----- RECORDS TO USE -----

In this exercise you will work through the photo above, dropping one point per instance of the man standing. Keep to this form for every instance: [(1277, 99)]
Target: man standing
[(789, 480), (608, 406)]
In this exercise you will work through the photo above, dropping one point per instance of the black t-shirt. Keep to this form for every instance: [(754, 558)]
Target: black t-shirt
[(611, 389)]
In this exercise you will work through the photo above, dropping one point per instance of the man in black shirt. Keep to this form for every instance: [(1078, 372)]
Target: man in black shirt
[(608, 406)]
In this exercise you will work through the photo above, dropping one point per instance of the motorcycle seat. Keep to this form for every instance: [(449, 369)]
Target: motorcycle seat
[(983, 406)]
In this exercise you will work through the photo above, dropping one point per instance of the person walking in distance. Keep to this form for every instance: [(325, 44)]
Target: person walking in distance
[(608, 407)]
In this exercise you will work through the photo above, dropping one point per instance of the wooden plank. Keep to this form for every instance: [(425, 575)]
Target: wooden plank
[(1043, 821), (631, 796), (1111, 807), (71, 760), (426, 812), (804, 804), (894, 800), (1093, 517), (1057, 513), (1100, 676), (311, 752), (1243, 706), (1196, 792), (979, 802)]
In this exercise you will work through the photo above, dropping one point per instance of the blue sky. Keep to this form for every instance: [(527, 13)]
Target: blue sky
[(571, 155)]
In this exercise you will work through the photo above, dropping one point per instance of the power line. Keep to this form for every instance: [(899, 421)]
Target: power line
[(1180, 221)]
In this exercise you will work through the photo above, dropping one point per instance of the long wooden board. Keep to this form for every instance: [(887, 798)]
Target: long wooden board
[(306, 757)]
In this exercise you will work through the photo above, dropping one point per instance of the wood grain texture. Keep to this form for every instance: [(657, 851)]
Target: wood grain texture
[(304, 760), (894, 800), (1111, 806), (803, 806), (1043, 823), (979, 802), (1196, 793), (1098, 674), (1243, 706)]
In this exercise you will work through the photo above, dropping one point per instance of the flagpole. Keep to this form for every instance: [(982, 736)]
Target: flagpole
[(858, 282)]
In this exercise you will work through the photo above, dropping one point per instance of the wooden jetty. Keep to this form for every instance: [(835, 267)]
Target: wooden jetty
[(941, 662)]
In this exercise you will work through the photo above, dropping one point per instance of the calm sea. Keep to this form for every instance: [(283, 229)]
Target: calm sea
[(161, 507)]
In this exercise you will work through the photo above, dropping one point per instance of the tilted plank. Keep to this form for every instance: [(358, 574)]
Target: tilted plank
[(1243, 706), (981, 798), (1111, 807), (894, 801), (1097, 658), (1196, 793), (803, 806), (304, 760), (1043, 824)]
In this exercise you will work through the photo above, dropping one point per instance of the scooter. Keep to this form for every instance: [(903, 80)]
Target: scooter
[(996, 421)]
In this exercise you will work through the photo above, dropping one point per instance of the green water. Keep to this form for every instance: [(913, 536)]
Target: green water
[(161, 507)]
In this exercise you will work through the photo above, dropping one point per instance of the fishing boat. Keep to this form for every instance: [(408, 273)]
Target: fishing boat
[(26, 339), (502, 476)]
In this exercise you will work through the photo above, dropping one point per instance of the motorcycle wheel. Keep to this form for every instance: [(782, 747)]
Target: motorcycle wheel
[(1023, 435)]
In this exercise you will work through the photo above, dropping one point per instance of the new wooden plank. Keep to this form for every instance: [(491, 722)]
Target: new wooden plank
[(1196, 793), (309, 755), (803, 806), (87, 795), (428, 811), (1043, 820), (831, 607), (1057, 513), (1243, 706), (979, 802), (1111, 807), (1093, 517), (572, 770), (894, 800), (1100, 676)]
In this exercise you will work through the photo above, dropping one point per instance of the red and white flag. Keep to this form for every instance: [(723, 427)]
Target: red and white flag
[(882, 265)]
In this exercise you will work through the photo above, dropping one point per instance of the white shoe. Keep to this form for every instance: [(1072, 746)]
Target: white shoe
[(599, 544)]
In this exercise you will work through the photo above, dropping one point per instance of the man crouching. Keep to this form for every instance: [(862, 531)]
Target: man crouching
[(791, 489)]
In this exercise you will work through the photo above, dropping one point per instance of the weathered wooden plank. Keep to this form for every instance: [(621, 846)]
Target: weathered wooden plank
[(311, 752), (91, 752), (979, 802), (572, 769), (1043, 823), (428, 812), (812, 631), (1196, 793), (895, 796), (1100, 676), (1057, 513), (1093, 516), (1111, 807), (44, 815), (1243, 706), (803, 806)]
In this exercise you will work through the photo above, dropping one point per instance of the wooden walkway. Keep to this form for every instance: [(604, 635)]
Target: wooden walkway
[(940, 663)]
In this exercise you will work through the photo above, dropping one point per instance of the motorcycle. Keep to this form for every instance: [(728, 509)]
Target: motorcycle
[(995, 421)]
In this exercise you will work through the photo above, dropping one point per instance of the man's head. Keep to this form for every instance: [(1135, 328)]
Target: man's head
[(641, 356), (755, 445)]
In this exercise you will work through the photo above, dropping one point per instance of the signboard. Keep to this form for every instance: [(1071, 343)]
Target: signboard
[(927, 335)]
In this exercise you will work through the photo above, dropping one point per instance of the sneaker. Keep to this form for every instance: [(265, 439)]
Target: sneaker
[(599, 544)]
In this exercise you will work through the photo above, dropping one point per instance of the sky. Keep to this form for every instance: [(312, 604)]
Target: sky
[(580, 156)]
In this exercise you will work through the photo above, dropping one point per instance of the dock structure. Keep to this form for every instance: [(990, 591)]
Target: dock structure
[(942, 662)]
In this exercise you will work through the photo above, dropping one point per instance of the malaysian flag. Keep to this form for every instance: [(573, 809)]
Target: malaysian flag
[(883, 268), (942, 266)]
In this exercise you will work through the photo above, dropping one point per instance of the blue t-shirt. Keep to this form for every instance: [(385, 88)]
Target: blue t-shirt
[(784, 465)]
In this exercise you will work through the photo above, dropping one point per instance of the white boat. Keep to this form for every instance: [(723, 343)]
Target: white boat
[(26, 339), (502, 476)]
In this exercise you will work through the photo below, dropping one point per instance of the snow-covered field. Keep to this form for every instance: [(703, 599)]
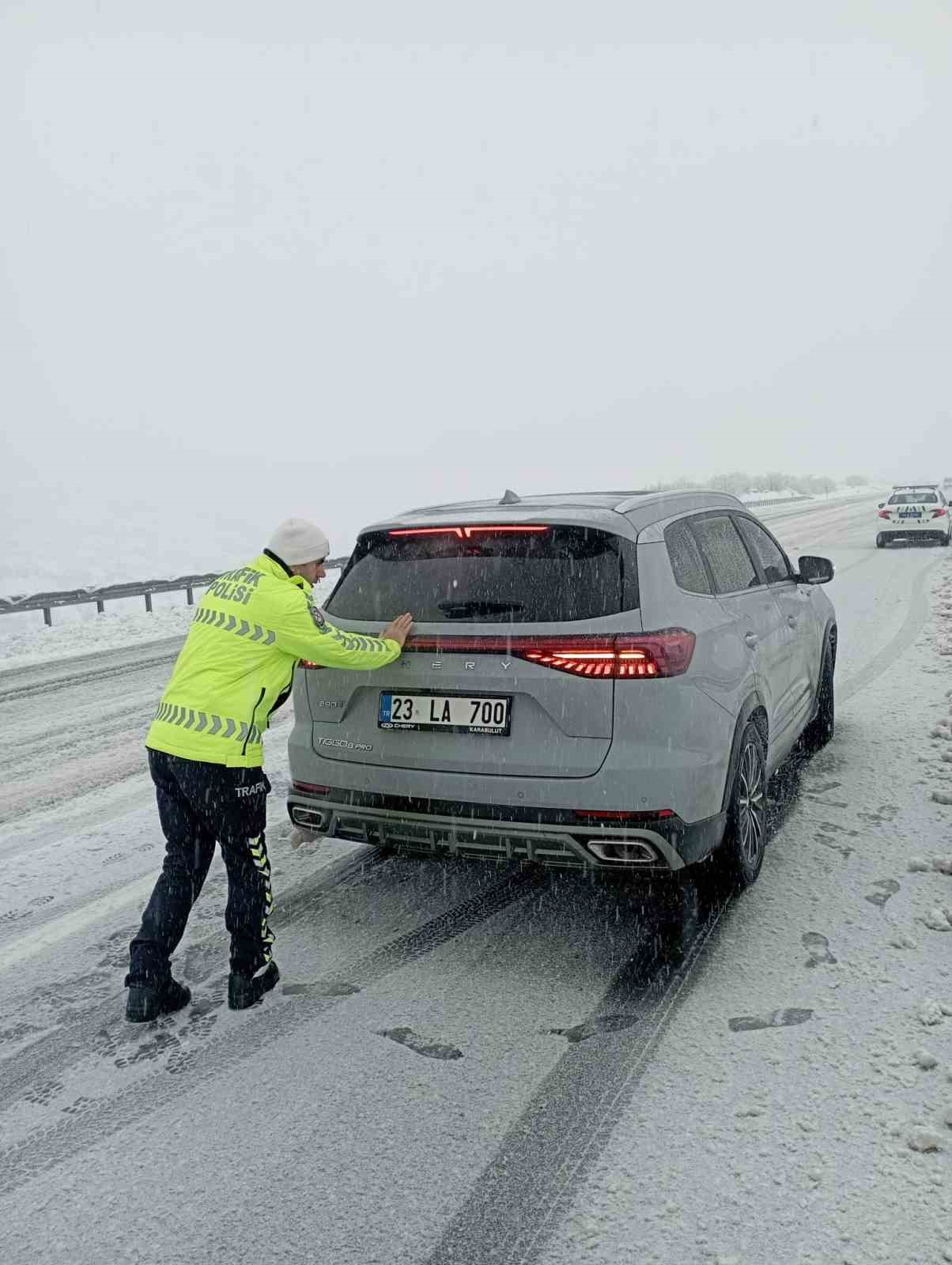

-----

ASSIGNED TASK:
Omit the pictures, then set down all the remaining data exactly as given.

RESULT:
In this exercise you will work through the photo above, dropping one point per instance of the man standing. Keep to this form for every instance: [(1277, 99)]
Target: man standing
[(789, 480), (608, 406)]
In this exercise you will work through the photo above, dropping one point per instance of the black t-shirt. Keep to this form for every instance: [(754, 558)]
Target: black t-shirt
[(611, 389)]
In this exercise you will work through the photo above, dropping one point per instance of the man in black shirt. Keep to this form for every instance: [(1078, 372)]
Target: man in black shirt
[(608, 406)]
In this exercise you will work through the photo above, dropping one point per instance of the motorcycle seat. Keep to this form for every instance: [(449, 369)]
Target: motorcycle seat
[(983, 406)]
In this exercise you will work through the photo above, dropping one point per instance of the person walking in distance. Keep to this form for every instance: [(325, 44)]
Target: person walking in distance
[(608, 407)]
In this exercise you will work through the photo above, dropping one point per instance of the wooden plank. Keep to this form for every instance: [(425, 575)]
Target: wooden plank
[(1043, 821), (631, 796), (1111, 807), (71, 760), (426, 812), (804, 804), (894, 800), (1093, 517), (1057, 513), (1100, 676), (311, 752), (1243, 706), (1196, 792), (979, 802)]
In this exercise you will work through the photo above, dropping one point per instance of the blue sky. Keep to this form for every instance: [(527, 13)]
Target: blue sky
[(571, 155)]
In this exercise you will work through the photo above, dropping one point per instance of the power line. Keep to this form for every instance: [(899, 421)]
Target: power line
[(1180, 221)]
In this exercise you will work through the photo above, dropping one point per instance of the long wooden board. Keep to this form for every instance: [(887, 798)]
Target: long wooden board
[(306, 757)]
In this exercise you will work through the photo above, dropping one point per instance of the wood grain texture. Keep to this form for every instance: [(657, 851)]
Target: wood grain texture
[(304, 760), (894, 800), (1111, 806), (803, 806), (1043, 823), (979, 802), (1196, 793), (1098, 674), (1243, 706)]
In this exercise you will work through the photo above, dropping one point per instance of the flagpole. Keep to this form for every instance: [(982, 736)]
Target: flagpole
[(858, 282)]
In this exercise you will work through the photo above, dropping one point per instance of the wooden jetty. Keep to this form for every instance: [(835, 267)]
Target: wooden jetty
[(941, 662)]
In this exercise you will work through the photo above, dropping one point per instance of the calm sea. Keep to this form for every instance: [(283, 229)]
Target: calm sea
[(161, 507)]
In this exercise you will work through the photo above, dropping one point per instance of the tilted plank. Keep to this form for every instance: [(358, 574)]
Target: tilted plank
[(1243, 706), (981, 798), (1111, 807), (894, 801), (1097, 658), (1196, 793), (803, 806), (304, 760), (1043, 824)]
In this exercise you will work through the photo above, dropping one point per instance of the scooter. Keep to this form for every instance: [(903, 80)]
Target: scooter
[(996, 421)]
In this exercise you will work through the photo above, dropping one point per instance of the green water. Keep to this form for every instance: [(913, 536)]
Target: green water
[(161, 507)]
In this exercise you will work through the photo above, dropping one point per instance of the fishing boat. Keep to this form for every instance: [(408, 273)]
Target: fishing boat
[(26, 339), (502, 476)]
In this exercise you will work through the photo above, dropping one point per instance of the motorcycle wheel. Keep to this form for every instance: [(782, 747)]
Target: motorcycle wheel
[(1023, 435)]
In this exercise you will work through the photo above, dropping one point per instance of the new wooden plank. Keep to this form for every instance: [(491, 722)]
Target: new wooden plank
[(1196, 793), (309, 755), (803, 806), (87, 795), (428, 811), (1043, 820), (831, 607), (1057, 513), (1243, 706), (979, 802), (1111, 807), (1093, 517), (572, 770), (894, 800), (1100, 676)]
In this exercise you will work through the photo above, dropping one point per instance of the red and white flag. Keep to this form for every instance: [(723, 427)]
Target: red and white flag
[(882, 265)]
In this exercise you will work through the photo above, dropping one point per instance of the white shoe. Keep to this form for every instance: [(1072, 746)]
Target: white shoe
[(599, 544)]
In this exercise you will work through the photo above, dropping one point per instance of the man crouching. Keep to this form for every instance: [(862, 531)]
Target: man crouching
[(791, 489)]
In this exercise you will work through the photo above, dropping one point per instance of the weathered wooden plank. Keep to this form for every instance: [(621, 846)]
Target: weathered wooden plank
[(311, 752), (91, 752), (979, 802), (572, 769), (1043, 823), (428, 812), (812, 631), (1196, 793), (895, 796), (1100, 676), (1057, 513), (1093, 516), (1111, 807), (44, 815), (1243, 706), (803, 806)]
In this exercise you will work through the photo above, dropping one point per instance of the wooden walkway. Keep to this form for every instance: [(604, 635)]
Target: wooden walkway
[(940, 663)]
In this exercise you will work through the photo above, dropping one point per instance of the motorcycle. Keep to this form for every instance: [(728, 509)]
Target: motorcycle
[(995, 421)]
In this exercise you will work through the photo above, dropping one point per instance of the man's head. Keep to this form for every instance: [(1135, 328)]
Target: man's head
[(641, 356), (755, 445)]
In this exercise you will work through the photo above, dropping one point per instance of the signboard. Keep to this form for every instance: [(1071, 343)]
Target: signboard
[(927, 335)]
In this exercise you will work through the photo above, dropping one point per instance of the sneaker. Keep to this form for every instance: [(265, 439)]
Target: sneaker
[(599, 544)]
In this exercise you will work through the photo above, dropping one point per instance of the sky. Keep to this form for every instance: [(312, 604)]
Target: sky
[(580, 156)]
In this exercise you will work through the photo above, dropping one point per instance of the dock structure. Keep to this form for every instance: [(990, 591)]
Target: dock structure
[(942, 662)]
In this exercise you will work through the photo above, dropping one point per instance of the malaysian flag. Keep to this form for every instance: [(573, 809)]
Target: malaysian flag
[(883, 268), (942, 266)]
In this exercise you will work through the photo above, dropping one point per instance of the blue t-shirt. Keep to this form for every instance: [(385, 88)]
Target: blue t-shirt
[(784, 465)]
In this exercise you will work through the photo above, dropping one point per instance of the white boat. Keep to this form for every instance: [(723, 343)]
Target: white boat
[(26, 339), (502, 476)]
In this exercise you will work through the photo below, dropping one point per instance of the snow-covered field. Keep to this form for every instance: [(703, 599)]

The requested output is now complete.